§ **Exercise aim**:
Scan the entries for lines with the word "tree", then copy those lines.

[[ Provided entries open ]]

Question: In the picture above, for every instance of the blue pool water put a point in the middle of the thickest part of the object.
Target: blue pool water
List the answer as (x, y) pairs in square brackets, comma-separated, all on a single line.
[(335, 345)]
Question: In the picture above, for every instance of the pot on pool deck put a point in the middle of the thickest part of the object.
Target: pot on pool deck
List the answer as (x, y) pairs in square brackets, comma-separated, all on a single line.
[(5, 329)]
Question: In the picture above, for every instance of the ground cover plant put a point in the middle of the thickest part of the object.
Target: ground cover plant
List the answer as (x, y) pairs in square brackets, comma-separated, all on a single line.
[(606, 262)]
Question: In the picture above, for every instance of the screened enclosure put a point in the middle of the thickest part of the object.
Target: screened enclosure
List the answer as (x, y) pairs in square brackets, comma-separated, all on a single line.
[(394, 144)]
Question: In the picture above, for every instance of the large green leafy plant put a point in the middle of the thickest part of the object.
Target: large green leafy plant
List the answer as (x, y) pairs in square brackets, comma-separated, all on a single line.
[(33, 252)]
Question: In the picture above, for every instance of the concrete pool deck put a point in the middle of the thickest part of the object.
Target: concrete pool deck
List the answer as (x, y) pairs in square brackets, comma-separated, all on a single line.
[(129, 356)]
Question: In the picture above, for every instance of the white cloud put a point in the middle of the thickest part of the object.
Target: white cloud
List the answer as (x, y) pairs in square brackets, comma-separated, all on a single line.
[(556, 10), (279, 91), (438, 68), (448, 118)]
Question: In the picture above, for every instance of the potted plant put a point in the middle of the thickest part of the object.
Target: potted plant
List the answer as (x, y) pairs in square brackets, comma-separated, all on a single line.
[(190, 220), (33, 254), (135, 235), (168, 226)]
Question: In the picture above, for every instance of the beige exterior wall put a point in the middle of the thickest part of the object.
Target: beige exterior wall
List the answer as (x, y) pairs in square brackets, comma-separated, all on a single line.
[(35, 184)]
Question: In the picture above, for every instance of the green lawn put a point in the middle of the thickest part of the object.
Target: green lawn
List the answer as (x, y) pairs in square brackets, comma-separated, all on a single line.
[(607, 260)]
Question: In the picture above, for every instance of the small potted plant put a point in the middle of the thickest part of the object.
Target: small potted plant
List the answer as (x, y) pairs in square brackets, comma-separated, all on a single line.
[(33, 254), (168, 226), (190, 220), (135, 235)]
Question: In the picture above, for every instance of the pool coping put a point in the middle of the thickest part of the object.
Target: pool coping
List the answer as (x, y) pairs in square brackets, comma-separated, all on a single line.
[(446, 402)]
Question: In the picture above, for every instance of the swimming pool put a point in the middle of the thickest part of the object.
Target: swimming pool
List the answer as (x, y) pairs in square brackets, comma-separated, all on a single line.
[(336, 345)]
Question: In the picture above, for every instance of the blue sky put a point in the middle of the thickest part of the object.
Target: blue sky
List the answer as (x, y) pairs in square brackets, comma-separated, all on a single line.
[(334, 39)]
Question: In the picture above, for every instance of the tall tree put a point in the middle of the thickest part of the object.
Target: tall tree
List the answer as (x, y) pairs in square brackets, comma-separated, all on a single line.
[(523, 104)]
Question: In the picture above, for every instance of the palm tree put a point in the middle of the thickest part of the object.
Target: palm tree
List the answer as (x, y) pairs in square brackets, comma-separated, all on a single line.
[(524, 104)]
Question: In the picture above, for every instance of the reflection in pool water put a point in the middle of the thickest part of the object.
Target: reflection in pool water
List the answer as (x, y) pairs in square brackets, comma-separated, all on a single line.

[[ Provided entries closed ]]
[[ Provided entries open ]]

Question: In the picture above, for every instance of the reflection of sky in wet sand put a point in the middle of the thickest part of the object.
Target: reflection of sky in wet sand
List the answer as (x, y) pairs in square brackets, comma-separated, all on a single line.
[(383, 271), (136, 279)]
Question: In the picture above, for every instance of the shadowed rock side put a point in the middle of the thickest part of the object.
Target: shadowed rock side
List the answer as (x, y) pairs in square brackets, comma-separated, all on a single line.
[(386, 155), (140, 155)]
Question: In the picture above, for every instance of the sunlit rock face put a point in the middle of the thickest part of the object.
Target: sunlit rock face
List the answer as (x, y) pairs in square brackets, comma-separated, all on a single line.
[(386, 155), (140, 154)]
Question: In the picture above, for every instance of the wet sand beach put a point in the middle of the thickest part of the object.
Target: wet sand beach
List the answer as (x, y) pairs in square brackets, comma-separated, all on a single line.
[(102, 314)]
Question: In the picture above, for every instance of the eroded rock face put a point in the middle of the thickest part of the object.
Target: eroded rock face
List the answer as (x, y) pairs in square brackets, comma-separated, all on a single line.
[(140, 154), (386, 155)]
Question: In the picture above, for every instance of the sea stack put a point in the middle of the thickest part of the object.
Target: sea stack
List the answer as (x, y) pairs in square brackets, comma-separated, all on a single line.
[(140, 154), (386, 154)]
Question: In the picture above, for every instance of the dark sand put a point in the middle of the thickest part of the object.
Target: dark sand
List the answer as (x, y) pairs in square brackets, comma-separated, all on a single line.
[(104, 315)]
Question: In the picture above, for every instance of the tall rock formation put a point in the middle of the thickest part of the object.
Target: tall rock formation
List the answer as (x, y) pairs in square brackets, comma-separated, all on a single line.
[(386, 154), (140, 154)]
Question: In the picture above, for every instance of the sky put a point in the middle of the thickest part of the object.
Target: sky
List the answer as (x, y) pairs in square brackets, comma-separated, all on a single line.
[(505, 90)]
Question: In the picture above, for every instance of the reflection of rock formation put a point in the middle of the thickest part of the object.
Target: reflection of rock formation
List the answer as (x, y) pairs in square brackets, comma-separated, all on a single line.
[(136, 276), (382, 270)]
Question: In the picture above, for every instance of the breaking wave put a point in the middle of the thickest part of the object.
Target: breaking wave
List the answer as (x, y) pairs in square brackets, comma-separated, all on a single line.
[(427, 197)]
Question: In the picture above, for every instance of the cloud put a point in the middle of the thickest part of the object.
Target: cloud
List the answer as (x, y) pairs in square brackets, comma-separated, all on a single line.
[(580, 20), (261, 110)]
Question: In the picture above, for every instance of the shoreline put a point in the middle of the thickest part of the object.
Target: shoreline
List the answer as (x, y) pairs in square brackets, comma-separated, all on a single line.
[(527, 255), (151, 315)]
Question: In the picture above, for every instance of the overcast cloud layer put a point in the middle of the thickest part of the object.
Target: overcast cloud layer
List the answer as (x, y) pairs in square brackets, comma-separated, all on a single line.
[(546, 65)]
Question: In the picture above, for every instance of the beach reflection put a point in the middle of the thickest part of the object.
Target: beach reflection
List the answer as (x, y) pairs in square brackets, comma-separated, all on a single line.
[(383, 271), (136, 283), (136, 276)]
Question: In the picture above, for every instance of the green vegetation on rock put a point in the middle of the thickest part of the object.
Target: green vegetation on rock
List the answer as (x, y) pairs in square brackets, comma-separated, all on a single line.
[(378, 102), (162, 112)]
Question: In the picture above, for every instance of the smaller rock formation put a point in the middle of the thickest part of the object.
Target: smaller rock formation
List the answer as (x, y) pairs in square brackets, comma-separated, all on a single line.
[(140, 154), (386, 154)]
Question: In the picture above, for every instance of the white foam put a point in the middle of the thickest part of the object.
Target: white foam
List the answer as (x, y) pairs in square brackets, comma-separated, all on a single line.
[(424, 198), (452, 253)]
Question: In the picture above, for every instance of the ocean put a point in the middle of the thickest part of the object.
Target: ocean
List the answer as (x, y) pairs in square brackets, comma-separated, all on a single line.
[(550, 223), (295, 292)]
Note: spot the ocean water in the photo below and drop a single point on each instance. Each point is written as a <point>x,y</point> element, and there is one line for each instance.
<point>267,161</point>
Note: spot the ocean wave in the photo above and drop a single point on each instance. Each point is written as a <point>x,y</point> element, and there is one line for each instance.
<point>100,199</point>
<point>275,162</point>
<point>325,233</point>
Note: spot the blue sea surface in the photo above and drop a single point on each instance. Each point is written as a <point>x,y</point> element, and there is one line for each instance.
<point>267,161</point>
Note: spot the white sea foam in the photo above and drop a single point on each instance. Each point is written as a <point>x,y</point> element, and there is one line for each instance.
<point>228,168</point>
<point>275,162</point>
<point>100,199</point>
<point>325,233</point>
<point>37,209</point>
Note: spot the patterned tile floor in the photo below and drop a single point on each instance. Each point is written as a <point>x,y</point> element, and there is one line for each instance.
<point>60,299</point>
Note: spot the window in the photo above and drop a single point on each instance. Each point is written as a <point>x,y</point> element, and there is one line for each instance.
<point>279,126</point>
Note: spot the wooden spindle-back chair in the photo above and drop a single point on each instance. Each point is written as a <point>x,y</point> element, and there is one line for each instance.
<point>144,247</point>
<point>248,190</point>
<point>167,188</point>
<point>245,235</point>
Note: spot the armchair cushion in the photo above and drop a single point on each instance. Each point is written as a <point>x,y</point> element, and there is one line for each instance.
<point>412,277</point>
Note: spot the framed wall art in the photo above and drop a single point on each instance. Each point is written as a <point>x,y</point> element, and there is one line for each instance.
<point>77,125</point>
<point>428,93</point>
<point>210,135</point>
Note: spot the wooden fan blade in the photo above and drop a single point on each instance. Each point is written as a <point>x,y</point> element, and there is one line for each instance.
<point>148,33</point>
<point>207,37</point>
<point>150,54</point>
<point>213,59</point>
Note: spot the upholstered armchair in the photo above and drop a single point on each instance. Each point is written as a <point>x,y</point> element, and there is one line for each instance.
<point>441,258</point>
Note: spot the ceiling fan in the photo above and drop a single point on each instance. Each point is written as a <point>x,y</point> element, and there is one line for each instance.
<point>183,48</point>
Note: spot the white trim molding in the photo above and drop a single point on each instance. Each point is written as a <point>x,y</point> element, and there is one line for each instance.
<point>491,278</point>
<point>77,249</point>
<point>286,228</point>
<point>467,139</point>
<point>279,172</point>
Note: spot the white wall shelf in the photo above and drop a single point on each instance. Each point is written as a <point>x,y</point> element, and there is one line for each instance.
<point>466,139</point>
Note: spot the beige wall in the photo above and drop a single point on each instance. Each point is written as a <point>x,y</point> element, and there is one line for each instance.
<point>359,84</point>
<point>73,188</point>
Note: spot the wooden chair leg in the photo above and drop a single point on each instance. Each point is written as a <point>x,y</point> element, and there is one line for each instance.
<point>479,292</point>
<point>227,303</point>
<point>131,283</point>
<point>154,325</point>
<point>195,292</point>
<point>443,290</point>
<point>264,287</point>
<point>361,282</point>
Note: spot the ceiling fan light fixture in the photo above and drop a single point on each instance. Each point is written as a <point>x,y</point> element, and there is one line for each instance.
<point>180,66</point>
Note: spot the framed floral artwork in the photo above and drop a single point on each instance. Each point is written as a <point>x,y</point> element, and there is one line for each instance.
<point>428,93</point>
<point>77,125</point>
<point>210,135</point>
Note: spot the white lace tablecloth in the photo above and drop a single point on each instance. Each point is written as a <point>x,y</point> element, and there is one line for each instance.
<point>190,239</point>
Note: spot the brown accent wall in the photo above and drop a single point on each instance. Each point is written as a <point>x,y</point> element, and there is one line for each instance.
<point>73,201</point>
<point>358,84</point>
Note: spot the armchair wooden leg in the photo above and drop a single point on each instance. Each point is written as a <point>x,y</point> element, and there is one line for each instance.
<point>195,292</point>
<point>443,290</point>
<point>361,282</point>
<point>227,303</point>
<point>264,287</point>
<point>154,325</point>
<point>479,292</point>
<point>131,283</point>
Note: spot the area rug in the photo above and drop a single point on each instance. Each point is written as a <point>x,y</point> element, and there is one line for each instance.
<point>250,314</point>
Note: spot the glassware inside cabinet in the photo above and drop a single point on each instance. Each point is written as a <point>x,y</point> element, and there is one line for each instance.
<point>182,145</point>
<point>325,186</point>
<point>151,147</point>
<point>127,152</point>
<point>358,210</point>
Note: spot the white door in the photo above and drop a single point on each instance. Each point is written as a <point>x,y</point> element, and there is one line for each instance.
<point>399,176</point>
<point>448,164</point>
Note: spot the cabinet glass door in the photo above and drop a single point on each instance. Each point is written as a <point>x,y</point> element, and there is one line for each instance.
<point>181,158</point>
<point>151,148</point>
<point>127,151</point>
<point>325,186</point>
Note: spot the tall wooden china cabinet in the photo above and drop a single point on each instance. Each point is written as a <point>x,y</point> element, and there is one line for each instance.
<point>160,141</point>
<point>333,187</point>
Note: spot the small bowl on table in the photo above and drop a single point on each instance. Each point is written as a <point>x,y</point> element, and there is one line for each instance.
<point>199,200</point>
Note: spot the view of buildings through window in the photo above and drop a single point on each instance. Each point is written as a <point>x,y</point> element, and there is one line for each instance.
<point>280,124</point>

[[ Provided entries closed ]]

§ **Solution to this task**:
Question: In the picture above, for every instance of the tall tree put a point in the middle of the thickest part of the object.
Target: tall tree
Question: In the picture above, for every instance of the palm tree put a point in the middle of the thickest part of the object.
Target: palm tree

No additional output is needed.